Copy the items from the beginning through the line containing "156), (41, 146)]", changing "distant" to "far" and leaving everything else untouched.

*Given records:*
::::
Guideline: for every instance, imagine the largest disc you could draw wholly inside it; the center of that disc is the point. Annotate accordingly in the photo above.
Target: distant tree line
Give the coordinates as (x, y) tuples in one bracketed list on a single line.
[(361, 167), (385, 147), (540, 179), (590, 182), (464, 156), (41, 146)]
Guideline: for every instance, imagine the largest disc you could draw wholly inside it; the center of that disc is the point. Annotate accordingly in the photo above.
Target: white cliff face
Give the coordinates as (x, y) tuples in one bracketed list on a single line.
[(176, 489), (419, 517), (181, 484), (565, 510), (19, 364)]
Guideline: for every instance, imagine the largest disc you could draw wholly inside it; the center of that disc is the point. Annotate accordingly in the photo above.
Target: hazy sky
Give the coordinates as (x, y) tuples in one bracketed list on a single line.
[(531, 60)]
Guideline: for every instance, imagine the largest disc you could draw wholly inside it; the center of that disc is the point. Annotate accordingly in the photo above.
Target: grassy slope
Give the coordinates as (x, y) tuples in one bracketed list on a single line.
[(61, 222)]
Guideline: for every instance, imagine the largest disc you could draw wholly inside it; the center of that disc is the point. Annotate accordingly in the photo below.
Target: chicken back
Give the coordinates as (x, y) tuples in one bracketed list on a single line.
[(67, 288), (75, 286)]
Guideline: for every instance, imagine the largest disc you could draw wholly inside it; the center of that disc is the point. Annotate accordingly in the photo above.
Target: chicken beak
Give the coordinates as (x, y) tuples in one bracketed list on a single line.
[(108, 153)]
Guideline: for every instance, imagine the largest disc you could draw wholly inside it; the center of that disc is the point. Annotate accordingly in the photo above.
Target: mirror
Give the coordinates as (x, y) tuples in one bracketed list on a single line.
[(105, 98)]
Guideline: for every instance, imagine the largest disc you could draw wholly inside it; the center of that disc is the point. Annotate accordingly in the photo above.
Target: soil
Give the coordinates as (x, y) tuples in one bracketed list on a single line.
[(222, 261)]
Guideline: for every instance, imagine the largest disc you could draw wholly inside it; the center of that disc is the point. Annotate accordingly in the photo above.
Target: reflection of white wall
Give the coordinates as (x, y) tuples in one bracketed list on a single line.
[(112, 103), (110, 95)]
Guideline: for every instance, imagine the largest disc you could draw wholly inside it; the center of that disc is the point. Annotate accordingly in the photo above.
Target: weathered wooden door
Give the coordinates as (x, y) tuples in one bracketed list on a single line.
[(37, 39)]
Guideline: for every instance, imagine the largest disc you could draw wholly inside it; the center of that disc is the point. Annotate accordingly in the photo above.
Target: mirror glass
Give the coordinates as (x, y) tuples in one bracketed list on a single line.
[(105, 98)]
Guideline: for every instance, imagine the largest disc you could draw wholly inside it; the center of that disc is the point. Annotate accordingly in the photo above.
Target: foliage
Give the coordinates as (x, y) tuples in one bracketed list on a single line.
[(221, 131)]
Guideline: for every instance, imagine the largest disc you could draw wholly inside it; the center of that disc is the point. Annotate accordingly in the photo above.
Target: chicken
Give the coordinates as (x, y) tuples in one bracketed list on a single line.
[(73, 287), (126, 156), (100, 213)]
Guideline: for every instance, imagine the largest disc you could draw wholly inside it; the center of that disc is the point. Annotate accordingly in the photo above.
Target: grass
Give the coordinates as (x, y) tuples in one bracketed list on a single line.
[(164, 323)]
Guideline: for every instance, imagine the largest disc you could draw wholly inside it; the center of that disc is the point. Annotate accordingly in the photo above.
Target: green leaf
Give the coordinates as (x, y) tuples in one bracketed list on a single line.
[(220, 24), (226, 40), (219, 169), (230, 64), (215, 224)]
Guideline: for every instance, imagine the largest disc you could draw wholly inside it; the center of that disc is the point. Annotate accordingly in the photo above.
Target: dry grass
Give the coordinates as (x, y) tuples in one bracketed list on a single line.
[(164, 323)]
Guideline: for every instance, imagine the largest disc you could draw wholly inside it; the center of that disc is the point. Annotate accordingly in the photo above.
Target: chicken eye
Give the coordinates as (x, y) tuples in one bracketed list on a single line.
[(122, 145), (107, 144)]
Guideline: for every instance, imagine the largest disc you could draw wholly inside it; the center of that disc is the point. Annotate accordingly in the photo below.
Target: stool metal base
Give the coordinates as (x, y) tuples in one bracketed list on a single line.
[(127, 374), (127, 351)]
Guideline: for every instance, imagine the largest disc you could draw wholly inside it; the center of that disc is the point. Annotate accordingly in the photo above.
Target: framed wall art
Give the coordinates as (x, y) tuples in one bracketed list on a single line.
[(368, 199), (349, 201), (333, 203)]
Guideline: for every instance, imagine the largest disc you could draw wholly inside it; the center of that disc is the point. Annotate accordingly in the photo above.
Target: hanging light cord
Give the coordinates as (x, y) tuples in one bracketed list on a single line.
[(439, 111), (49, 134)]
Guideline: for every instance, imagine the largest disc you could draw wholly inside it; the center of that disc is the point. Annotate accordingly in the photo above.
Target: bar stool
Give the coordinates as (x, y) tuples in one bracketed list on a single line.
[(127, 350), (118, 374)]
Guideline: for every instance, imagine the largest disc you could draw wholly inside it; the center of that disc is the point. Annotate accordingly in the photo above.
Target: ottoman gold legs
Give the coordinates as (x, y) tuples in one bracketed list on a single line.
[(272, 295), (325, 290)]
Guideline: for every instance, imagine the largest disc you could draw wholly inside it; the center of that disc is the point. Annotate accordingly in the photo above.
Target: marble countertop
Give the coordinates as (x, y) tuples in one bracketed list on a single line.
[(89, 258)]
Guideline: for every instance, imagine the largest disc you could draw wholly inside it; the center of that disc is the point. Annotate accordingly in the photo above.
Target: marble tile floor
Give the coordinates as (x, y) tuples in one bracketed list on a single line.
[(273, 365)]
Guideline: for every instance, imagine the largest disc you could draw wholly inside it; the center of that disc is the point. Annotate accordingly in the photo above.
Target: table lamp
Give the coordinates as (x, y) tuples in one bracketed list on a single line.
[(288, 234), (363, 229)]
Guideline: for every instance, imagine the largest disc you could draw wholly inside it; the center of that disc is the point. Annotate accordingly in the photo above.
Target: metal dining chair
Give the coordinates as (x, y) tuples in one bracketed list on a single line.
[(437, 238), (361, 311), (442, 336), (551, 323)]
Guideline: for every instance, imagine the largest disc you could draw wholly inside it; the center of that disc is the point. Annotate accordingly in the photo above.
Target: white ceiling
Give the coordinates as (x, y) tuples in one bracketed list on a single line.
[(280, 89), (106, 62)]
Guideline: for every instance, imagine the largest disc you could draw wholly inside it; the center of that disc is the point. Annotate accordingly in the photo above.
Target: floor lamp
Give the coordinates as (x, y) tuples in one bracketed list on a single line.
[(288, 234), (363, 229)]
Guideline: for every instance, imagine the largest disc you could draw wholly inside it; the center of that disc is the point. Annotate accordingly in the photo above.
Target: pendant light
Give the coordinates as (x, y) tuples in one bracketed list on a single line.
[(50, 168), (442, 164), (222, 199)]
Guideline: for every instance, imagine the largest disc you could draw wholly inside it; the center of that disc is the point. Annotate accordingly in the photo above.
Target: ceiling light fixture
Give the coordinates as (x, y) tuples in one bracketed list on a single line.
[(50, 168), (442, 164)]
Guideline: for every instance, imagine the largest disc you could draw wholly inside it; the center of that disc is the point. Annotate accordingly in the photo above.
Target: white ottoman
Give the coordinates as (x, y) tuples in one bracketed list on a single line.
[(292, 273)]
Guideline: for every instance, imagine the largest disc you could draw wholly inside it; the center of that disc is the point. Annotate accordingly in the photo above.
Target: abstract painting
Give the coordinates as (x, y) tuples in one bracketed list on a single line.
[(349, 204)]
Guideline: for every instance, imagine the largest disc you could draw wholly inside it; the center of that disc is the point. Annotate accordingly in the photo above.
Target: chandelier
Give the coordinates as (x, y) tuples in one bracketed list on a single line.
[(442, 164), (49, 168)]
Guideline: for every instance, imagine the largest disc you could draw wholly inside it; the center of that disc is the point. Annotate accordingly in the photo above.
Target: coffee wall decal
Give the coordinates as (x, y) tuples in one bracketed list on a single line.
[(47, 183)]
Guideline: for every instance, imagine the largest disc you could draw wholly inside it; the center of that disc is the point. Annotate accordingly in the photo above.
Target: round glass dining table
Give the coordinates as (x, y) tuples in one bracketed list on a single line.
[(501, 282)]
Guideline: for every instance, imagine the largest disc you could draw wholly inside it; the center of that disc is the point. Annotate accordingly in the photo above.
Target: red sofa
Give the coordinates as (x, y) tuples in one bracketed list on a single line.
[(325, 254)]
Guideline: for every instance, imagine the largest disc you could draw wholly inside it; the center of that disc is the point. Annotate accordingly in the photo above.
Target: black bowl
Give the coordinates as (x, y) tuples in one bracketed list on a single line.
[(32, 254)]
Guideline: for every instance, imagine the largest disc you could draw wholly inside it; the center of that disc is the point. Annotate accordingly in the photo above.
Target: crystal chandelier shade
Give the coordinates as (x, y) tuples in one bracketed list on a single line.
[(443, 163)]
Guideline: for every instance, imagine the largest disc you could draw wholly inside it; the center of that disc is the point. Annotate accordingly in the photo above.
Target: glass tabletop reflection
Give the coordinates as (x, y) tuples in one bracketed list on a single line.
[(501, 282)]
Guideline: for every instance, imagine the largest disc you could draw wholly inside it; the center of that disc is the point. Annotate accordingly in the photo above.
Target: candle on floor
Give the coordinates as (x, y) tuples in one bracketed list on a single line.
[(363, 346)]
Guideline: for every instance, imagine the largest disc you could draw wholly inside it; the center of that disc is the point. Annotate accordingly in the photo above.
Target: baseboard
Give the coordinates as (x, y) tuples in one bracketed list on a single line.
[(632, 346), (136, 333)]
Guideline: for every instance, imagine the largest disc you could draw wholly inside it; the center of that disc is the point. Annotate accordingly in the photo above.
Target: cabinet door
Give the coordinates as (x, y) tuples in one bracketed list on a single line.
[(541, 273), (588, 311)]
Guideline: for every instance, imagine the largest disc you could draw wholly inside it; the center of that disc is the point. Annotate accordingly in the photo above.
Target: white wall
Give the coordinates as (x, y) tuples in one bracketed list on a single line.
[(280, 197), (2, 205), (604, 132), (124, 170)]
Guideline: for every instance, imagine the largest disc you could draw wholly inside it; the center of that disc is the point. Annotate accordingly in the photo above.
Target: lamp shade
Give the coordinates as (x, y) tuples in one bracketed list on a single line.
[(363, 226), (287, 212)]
::::
*Complete output:*
Guideline: for every instance, imagine the largest disc you could draw wholly inside it; the center of that disc is the point. Annotate accordingly in the photo above.
Target: far tree line
Give the coordinates as (x, y) tuples in one bracketed list on a single line.
[(361, 167), (385, 147), (540, 179), (590, 182), (464, 156), (41, 146)]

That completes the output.